_TASK TO CARRY OUT_
The records that follow are to be repeated exactly, with the pictures removed.

_ENTRIES_
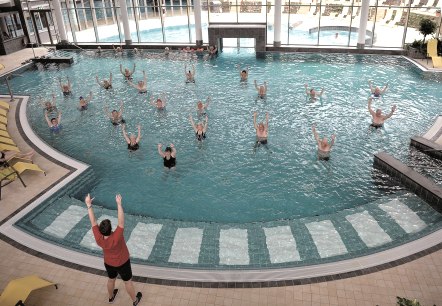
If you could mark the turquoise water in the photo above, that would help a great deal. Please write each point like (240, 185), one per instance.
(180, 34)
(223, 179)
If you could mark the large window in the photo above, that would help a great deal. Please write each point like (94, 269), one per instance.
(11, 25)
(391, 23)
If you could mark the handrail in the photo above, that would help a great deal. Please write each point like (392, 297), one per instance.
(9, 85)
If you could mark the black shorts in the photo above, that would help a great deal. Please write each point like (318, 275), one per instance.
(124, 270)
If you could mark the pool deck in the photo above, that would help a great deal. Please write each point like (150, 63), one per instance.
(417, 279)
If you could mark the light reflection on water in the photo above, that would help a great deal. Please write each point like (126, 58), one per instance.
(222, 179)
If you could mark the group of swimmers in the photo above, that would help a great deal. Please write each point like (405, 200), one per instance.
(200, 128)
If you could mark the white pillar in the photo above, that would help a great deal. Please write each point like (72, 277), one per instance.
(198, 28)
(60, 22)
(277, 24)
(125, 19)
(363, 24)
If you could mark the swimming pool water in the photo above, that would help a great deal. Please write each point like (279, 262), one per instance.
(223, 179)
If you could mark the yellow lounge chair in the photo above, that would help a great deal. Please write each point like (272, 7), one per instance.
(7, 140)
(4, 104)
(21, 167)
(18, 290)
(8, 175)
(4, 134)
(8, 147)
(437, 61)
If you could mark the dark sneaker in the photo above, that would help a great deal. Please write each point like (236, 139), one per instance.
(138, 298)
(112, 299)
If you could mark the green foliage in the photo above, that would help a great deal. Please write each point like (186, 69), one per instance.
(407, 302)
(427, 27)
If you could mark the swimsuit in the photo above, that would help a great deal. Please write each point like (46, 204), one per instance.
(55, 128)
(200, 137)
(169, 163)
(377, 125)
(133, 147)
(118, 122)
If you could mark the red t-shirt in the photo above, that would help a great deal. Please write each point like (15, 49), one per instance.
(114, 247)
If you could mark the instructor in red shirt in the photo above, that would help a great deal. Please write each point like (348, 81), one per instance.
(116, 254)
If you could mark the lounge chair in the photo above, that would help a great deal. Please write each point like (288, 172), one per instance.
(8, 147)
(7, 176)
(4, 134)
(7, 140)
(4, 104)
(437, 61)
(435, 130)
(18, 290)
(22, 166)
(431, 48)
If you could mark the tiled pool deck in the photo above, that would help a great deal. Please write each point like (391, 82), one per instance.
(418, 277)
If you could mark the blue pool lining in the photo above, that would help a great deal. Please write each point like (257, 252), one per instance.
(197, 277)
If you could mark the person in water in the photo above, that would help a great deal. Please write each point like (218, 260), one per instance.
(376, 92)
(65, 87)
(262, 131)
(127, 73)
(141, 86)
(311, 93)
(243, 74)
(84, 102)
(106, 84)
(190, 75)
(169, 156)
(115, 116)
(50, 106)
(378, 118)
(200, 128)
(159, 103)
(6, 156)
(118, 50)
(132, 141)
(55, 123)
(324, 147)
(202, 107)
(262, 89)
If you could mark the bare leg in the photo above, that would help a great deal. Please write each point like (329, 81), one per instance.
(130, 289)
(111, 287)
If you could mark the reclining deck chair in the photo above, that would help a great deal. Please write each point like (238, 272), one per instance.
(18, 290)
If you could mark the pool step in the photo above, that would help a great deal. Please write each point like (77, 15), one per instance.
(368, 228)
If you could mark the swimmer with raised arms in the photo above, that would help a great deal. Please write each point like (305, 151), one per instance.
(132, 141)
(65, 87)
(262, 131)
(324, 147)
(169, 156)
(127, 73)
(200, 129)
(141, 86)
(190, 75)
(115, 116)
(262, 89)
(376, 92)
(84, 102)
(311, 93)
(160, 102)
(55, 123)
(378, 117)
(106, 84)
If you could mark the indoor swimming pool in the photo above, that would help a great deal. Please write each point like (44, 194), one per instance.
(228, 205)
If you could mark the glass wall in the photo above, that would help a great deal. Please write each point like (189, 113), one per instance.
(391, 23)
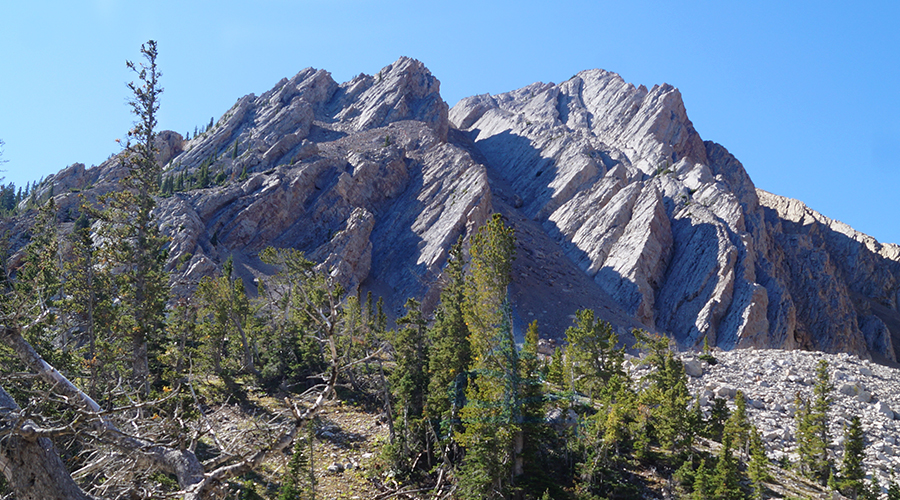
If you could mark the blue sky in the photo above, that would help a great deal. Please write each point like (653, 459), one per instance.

_WRITTEN RESPONSE_
If you could mark the turquoise water in the photo above, that would help a great deal. Please write each point like (240, 185), one per instance.
(180, 34)
(223, 179)
If you could mark the large window in the photo above, that would help a great deal. Please write each point like (94, 269), one per instance.
(11, 25)
(391, 23)
If you could mark the handrail in the photo above, that would help a great deal. Please write each point like (392, 297), one per instance.
(9, 85)
If you could mark the black shorts in the photo above, that would help a great deal. Please write each point like (318, 275), one per instance.
(124, 270)
If you could mark the pool deck in the photo above, that would help a great deal. Please write each point like (150, 63), one per instance.
(417, 279)
If you could mark the light reflection on water in the photo above, that would help a great deal. Please write each point like (126, 58), one per instance.
(222, 179)
If you could mark the group of swimmers in the photo above, that would help a great deal. Please write each point like (405, 200), one per instance.
(200, 128)
If you could mark the white pillar in the photo above, that would help a great deal. Please write each point like (72, 277), one per instance.
(198, 28)
(60, 22)
(277, 24)
(125, 19)
(363, 24)
If you could mark the swimming pool water in the photo above, that would help a great deal. Please write each point like (279, 262), one per instance.
(223, 179)
If you could mark the yellow lounge chair in the photo above, that would help a great deal. Please write each point like (272, 7), one per instance.
(7, 140)
(4, 104)
(21, 167)
(18, 290)
(8, 175)
(4, 134)
(8, 147)
(437, 61)
If you could mark the dark sneaker in the photo above, that would help a great deal. Please write each point like (236, 139), one per instance.
(138, 298)
(112, 299)
If you could mark the green foliage in the photo above, that would help a great deal. Please write each point like (186, 69), one per instance.
(407, 302)
(427, 27)
If you could mark the swimsuit in the photo above, that would help a great deal. Please write each point like (46, 204), one per instance.
(55, 128)
(200, 137)
(169, 163)
(377, 125)
(133, 147)
(118, 122)
If you could mark the red t-shirt in the photo above, that would help a great deal. Please write each point like (15, 49), one per instance.
(114, 247)
If you could mark the instructor in red shirt in the photo above, that would help a great deal. Please write each point like (348, 81), one per instance.
(116, 254)
If you could mark the lounge chair in the photo above, that would help a great deal. Please write each point like (288, 172), one per instance.
(8, 147)
(7, 176)
(4, 134)
(7, 140)
(4, 104)
(437, 61)
(435, 130)
(18, 290)
(22, 166)
(431, 48)
If you could mark the tiled pool deck in the photo above, that would help a great deal. Please write each point like (391, 82), one per instance.
(418, 277)
If you could mark the blue pool lining in the photo above, that would help a great deal. Please write each point like (257, 252), one per instance.
(197, 277)
If you could mark the person in water in the photo above, that would help a great deal. Please write each point like (218, 260), one per instance.
(376, 92)
(65, 87)
(262, 131)
(127, 73)
(141, 86)
(311, 93)
(243, 74)
(84, 102)
(106, 84)
(190, 75)
(169, 156)
(115, 116)
(50, 106)
(378, 118)
(200, 128)
(159, 103)
(6, 156)
(118, 50)
(132, 141)
(55, 123)
(324, 147)
(202, 107)
(262, 89)
If you could mark the bare leg in the photo above, that would help a great deal. Please write each point like (329, 81), one per instance.
(130, 289)
(111, 287)
If you could mark the reclining deck chair in the photo above, that would help a great deal. Please write each point like (238, 272), one per instance.
(18, 290)
If you could mark the pool step in the photo above, that would help a great deal. Please write each point like (77, 15), one per instance.
(368, 228)
If you could mark the swimmer with raised arms in the photo above, that would help a great deal. Please write each point like (305, 151), one per instance.
(132, 141)
(65, 87)
(262, 131)
(324, 147)
(169, 156)
(127, 73)
(200, 129)
(141, 86)
(190, 75)
(115, 116)
(262, 89)
(376, 92)
(84, 102)
(311, 93)
(160, 102)
(55, 123)
(378, 117)
(106, 84)
If you could mark the indoor swimming pool in the photo above, that would help a great deal. Please write each point like (44, 194), one per instance.
(228, 205)
If you could mark the glass wall in the photo above, that would help a great deal. Please write each point like (189, 113), one per instance.
(391, 23)
If you could mark the blue sky in the photo above, that would help a great deal. Please write each point like (653, 459), one per instance.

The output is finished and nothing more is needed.